_READING PASSAGE_.
You can’t add explainability to their workflow if you can’t track where the experiment data originates from (its lineage), how it was processed, what parameters they used to run experiments, and, of course, what the results of those experiments were.

An experiment tracking tool should allow your data scientists to:

Examine other people’s experiments and easily share theirs.
Compare the behavior of any of the created experiments.
Trace and audit every experiment for unwanted bias and other problems.
Debug and compare experiments for which the training data, code, or parameters are missing.

Legal compliance is another reason why explainability is essential. For example, GDPR requires your organization to collect and keep track of metadata about the datasets and to document and report how the resulting model(s) from experiments work.

Monitor and evaluate experiment performance for effective decision-making

Most of the time, it makes sense to compare the results of experiments done with different dataset versions and parameters. An experiment tracking solution helps your data scientists measure the impact of changing model parameters on experiments. They will see how a model’s performance changes with different data versions.

Of course, this would be helpful for them to build robust and high-performing machine learning models. They can’t be sure that a trained model (or models) will generalize to unseen data without monitoring and evaluating their experiments. The data science team can use this information to choose the best model, parameters, and performance metrics.

Track the progress of a machine learning project

Using an experiment tracking solution, the data science team and other concerned stakeholders can check the progress of a project and see if it’s heading toward the expected performance requirements.

Functional and non-functional requirements

I would be preaching to the choir if I said a lot of thought goes into developing effective requirements for any software tool. First, you’d have to find out what the requirements are in relation to the business and product usage. Then you must specify, analyze, test, and manage them throughout the software development lifecycle.

Creating user stories, analyzing them, and validating requirements are all parts of requirements development that deserve their own article. This section will provide an overview of the most important functional and non-functional needs for an ideal tool to track experiments.

Understanding your users

Depending on your team structure and organizational setup, you might have different users that require an experiment tracking tool. But ideally, data scientists would be the users of your experiment tracking tool. At a high level, here are the jobs your data scientists would want to do with an experiment tracking tool:

See model training runs live: When training models on remote servers or away from their computer, they want to see model training runs live so they can react quickly when runs fail or analyze results when they complete.
See all model training metadata in one place: When working on a project with a team or by themselves, they want to have all the model-building metadata in one location so they can quickly find the best model metadata whenever they need it and have the assurance that it will always be there.
Compare model training runs: When they have different versions of models trained, they want to compare models and see which ones performed best, which parameters worked, and what inputs/outputs were different.

Functional requirements

In the previous section, you learned about the problems you solve with an experiment tracking tool; these are also the jobs to be done to build a functional experiment tracking tool.

To begin designing experiment tracking software, you must develop functional requirements that represent what an ideal experiment tracking tool should do. I have categorized the functional requirements in the table below, showing the need based on the jobs your users have to do and what the resulting feature should look like.

_RAW RECORDS_.
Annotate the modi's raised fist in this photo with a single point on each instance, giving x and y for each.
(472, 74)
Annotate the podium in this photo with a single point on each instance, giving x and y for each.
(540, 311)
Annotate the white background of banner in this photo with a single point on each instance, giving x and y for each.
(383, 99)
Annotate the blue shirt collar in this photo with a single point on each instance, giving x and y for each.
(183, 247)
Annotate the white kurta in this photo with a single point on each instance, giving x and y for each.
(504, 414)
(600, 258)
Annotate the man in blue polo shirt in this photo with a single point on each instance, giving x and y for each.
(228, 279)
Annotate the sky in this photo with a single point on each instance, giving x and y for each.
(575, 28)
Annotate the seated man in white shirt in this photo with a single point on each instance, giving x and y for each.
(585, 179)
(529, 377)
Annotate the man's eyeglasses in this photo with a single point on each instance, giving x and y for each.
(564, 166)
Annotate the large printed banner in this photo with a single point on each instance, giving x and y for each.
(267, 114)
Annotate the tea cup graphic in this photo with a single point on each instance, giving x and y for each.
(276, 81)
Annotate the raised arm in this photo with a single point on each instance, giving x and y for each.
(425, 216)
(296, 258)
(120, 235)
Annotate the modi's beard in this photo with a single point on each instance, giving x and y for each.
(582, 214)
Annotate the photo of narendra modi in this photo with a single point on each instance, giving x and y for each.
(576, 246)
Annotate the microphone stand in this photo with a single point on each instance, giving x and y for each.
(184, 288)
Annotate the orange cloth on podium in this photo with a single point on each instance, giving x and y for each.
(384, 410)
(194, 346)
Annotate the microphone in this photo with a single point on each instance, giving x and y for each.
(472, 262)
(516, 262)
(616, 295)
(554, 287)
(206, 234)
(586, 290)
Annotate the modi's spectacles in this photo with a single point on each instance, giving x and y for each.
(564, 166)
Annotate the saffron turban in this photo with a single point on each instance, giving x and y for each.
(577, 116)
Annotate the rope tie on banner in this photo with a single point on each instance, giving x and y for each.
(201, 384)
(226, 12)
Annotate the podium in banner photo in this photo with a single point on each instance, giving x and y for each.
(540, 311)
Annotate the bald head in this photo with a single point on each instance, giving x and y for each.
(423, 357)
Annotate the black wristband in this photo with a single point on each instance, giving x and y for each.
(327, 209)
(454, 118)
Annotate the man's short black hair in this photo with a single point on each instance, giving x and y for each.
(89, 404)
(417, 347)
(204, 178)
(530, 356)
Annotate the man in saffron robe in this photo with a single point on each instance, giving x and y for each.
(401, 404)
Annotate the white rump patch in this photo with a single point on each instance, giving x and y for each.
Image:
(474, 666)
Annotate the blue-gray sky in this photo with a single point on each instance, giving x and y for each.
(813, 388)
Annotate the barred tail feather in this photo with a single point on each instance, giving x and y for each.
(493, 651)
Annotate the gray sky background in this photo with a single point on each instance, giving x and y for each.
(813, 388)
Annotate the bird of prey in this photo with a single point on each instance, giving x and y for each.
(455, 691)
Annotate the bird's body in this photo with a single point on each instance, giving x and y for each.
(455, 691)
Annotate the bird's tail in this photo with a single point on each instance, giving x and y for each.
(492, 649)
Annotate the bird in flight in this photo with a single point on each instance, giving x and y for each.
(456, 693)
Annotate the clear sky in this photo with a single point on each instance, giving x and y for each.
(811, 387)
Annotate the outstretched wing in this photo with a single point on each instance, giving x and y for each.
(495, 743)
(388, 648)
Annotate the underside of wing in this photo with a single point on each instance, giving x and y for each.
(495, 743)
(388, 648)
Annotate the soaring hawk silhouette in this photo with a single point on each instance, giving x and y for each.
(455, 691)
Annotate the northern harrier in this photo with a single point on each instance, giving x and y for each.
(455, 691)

* * *

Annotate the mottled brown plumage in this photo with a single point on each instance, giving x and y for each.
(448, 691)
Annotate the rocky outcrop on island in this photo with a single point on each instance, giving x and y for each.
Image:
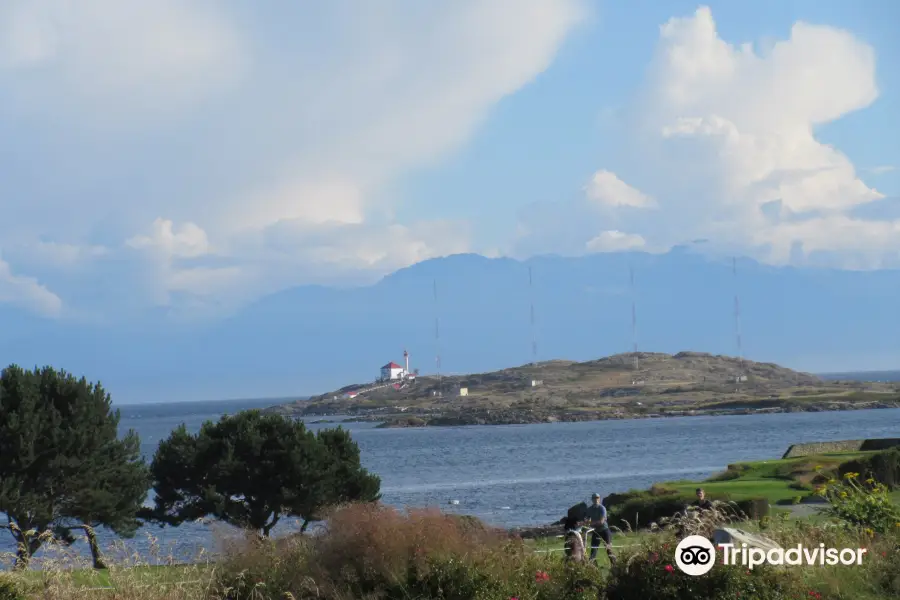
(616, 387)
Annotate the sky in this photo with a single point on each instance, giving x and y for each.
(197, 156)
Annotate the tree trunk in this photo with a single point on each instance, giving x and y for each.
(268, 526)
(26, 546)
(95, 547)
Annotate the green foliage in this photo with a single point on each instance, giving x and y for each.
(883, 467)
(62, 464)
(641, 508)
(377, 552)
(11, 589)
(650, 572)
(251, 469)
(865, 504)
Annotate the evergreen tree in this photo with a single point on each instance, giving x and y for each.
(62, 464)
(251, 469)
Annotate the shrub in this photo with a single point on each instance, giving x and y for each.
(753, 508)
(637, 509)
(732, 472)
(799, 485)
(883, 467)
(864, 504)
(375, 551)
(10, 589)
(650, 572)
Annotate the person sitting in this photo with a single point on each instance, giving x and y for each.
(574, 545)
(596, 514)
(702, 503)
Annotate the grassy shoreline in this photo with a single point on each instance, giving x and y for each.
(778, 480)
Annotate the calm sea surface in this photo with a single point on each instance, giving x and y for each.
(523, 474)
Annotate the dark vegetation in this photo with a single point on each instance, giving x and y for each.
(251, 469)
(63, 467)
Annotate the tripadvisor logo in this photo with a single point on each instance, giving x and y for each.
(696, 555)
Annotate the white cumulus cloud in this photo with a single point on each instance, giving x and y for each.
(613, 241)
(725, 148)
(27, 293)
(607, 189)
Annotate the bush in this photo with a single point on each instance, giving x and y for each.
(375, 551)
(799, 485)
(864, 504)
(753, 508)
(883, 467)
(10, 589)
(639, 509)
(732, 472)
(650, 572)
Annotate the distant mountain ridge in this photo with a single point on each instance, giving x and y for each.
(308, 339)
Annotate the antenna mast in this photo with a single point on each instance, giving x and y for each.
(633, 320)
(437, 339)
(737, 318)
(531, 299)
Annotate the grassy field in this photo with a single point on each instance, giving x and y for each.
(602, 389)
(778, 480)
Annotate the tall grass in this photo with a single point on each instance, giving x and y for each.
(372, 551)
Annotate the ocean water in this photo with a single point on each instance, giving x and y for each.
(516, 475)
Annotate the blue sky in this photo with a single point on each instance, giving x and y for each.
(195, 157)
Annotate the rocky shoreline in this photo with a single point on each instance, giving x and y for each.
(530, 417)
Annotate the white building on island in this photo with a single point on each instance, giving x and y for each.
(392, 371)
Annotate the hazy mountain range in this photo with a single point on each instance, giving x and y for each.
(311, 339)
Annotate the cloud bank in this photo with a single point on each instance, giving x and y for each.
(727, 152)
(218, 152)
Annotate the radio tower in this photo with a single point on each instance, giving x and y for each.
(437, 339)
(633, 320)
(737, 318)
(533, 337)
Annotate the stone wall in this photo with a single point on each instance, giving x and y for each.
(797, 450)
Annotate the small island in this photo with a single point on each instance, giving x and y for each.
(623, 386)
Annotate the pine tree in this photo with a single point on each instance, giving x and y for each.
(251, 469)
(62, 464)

...

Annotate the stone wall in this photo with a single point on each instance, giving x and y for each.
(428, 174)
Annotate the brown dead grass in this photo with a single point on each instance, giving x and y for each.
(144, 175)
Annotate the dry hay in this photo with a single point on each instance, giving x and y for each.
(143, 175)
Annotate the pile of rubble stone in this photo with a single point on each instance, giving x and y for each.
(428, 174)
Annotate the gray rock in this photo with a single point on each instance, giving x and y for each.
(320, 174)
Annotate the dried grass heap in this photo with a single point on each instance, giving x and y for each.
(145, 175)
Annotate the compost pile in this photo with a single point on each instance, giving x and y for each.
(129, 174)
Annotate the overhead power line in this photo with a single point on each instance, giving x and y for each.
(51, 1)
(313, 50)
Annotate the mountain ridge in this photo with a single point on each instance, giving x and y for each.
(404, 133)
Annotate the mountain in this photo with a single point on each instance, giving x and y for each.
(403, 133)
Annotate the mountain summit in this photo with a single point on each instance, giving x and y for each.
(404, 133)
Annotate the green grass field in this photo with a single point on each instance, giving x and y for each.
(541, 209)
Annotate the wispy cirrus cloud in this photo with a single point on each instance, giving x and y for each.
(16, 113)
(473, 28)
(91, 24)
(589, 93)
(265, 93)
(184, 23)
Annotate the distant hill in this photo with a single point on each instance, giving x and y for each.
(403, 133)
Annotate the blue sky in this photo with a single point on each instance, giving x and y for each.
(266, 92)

_TO DO_.
1 > Reproduce the part of the experiment tracking article that starts with "Compare the behavior" and goes on through "from experiments work.".
2 > According to the experiment tracking article, who would ideally be the users of an experiment tracking tool?
3 > Carry on writing the article on experiment tracking tools, picking up after its final sentence.

_RESPONSES IN ORDER_.
1 >
Compare the behavior of any of the created experiments.
Trace and audit every experiment for unwanted bias and other problems.
Debug and compare experiments for which the training data, code, or parameters are missing.

Legal compliance is another reason why explainability is essential. For example, GDPR requires your organization to collect and keep track of metadata about the datasets and to document and report how the resulting model(s) from experiments work.

2 > Data scientists.

3 >
Need	Feature
Seamless integration with tools in the ecosystem.	Integrate with ML frameworks you leverage for experimentation (model training and data tools).
	Integrate with workflow orchestrators and CI/CD tools (if your stack is at this level).
Support for multiple data types for metadata logging.	Record simple data types like integer, float, string, et cetera.
	Record complex data types like series of floats, strings, images, files, and file directories.
Consume the logged metadata (both programmatically and via UI).	View a list of runs and run details, such as the data version it was trained on, model parameters, performance metrics, artifacts, owner, duration, and the time it was created.
	Sort and filter experiments by attributes. For example, you may want it to show only runs trained on version X of dataset Y with accuracy over 0.93, group them by the users that created them, and sort by creation time.
	Compare different experiments to see how different parameters, model architectures, and datasets affect model accuracy, cost of training, and hardware utilization.

Non-functional requirements

The non-functional requirements for an experiment tracking tool should include:

Quality	Description
Reliability	You don’t want your experiment tracking tool blowing up training jobs—that could be costly and, of course, should be a deal breaker.
Performance	The APIs and integrations need low latency so that it doesn’t slow down training jobs and ML pipelines (which cost money).
Efficiency	The architecture and technologies should be optimized for cost-effectiveness because your users can run and track many experiments, and the costs can quickly add up.
Scalability	ML will only grow in importance within your organization. You don’t want to end up in a situation where you need to rewrite a system due to some shortcuts you took early on when only one data scientist was using it.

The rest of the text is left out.